# Trecho do texto

┌──

Prevaleceu o entendimento da ministra Morgana de Almeida Richa. Ao votar, Richa afirmou que a realização de viagens internacionais faz parte inerente do trabalho do cineasta, logo não caberia a apreensão do passaporte. Observou ainda que a decisão que determinou a apreensão somente se fundamentou na decisão do Supremo Tribunal Federal (STF) na ADI 5941, que validou o uso de medidas atípicas, sem examinar a proporcionalidade da medida frente à realidade do executado, nem constatar evidência de má-fé em sua atuação com intuito de frustrar o adimplemento da dívida.
A ministra acrescentou que em abril deste ano, após o ajuizamento do HC, foi dada decisão no processo original que determinou a exclusão do cineasta do polo passivo. Ressaltou ainda que, segundo os autos, o pedido de instauração do incidente de despersonalização da pessoa jurídica que levou a inclusão havia sido realizado somente por edital, não sendo presumível sequer que ele tivesse ciência das execuções antes de ter o passaporte apreendido.

└──

# Exercício proposto 1
Responda com base no trecho sobre a apreensão do passaporte do cineasta:
(a) Segundo a ministra, o que faz parte inerente do trabalho do cineasta?
(b) Em qual decisão do STF se fundamentou a decisão que determinou a apreensão?
(c) Quando foi dada a decisão que determinou a exclusão do cineasta do polo passivo?

# Entradas apresentadas
┌──

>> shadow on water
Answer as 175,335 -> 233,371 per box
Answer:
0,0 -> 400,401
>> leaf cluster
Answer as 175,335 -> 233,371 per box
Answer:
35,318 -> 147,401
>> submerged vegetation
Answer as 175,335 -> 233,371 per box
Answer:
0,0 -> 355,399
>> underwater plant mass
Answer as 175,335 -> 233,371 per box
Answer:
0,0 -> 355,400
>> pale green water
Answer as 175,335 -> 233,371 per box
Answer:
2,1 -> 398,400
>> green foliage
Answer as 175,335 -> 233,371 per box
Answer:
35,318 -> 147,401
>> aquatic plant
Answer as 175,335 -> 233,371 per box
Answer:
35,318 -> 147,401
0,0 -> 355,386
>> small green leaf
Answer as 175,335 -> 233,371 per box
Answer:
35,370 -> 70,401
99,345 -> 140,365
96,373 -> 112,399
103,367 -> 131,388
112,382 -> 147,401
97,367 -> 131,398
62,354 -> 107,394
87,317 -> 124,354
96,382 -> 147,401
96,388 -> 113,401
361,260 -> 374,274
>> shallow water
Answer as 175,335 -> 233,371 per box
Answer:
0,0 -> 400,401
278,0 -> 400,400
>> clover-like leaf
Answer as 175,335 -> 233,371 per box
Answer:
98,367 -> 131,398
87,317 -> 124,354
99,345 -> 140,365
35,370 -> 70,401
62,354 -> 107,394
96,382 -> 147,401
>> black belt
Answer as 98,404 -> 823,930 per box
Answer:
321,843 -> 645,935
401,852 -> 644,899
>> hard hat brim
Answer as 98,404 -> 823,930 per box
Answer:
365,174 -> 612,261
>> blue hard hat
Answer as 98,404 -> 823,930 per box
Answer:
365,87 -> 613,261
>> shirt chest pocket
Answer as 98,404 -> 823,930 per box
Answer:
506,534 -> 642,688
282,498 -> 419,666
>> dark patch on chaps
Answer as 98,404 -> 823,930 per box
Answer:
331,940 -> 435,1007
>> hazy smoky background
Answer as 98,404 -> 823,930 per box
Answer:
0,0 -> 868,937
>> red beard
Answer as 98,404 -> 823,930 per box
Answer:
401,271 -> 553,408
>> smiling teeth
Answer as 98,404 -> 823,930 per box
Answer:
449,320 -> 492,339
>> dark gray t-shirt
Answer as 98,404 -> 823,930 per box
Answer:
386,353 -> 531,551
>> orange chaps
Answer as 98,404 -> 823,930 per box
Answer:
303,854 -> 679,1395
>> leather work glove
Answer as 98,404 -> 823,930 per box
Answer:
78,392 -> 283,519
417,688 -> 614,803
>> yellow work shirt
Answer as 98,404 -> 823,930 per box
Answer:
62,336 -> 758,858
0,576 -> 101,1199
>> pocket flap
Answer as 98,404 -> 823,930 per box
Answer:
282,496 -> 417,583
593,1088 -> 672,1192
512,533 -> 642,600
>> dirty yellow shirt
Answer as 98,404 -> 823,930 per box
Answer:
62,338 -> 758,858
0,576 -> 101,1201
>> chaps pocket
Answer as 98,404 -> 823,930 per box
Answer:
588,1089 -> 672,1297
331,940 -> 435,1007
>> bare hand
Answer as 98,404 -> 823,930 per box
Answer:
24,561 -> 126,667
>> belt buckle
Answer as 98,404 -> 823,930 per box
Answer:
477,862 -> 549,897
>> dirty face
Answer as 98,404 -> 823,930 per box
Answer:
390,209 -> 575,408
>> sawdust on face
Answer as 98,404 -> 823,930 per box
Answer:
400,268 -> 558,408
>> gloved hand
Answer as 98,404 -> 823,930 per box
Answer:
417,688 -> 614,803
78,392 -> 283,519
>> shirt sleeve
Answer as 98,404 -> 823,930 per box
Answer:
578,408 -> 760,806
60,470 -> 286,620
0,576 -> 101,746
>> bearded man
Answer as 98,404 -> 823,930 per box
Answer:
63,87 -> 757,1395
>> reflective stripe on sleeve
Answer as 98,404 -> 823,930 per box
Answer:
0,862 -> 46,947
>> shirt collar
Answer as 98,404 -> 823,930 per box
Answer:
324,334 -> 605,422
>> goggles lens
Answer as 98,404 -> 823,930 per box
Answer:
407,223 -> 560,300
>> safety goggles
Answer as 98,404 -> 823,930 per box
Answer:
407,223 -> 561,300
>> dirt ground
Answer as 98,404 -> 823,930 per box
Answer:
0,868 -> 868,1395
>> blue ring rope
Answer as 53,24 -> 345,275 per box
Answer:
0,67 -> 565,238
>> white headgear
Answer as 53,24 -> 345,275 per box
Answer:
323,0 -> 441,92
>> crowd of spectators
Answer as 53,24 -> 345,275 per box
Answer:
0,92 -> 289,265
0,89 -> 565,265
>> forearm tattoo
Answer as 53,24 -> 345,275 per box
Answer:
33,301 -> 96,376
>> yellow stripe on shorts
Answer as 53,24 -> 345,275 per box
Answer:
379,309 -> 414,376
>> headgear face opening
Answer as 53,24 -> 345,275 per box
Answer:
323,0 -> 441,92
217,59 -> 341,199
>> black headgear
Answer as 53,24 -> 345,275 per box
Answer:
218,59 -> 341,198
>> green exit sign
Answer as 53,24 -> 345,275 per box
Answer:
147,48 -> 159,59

└──

# Exercício proposto 2
Localize nas entradas todas as linhas que contêm a palavra "shirt", considerando a diferença entre maiúsculas e minúsculas.

# Resultado correto 1
(a) A realização de viagens internacionais.
(b) Na ADI 5941, que validou o uso de medidas atípicas.
(c) Em abril deste ano, após o ajuizamento do HC.

# Resultado correto 2
>> shirt chest pocket
>> dark gray t-shirt
>> yellow work shirt
>> dirty yellow shirt
>> shirt sleeve
>> shirt collar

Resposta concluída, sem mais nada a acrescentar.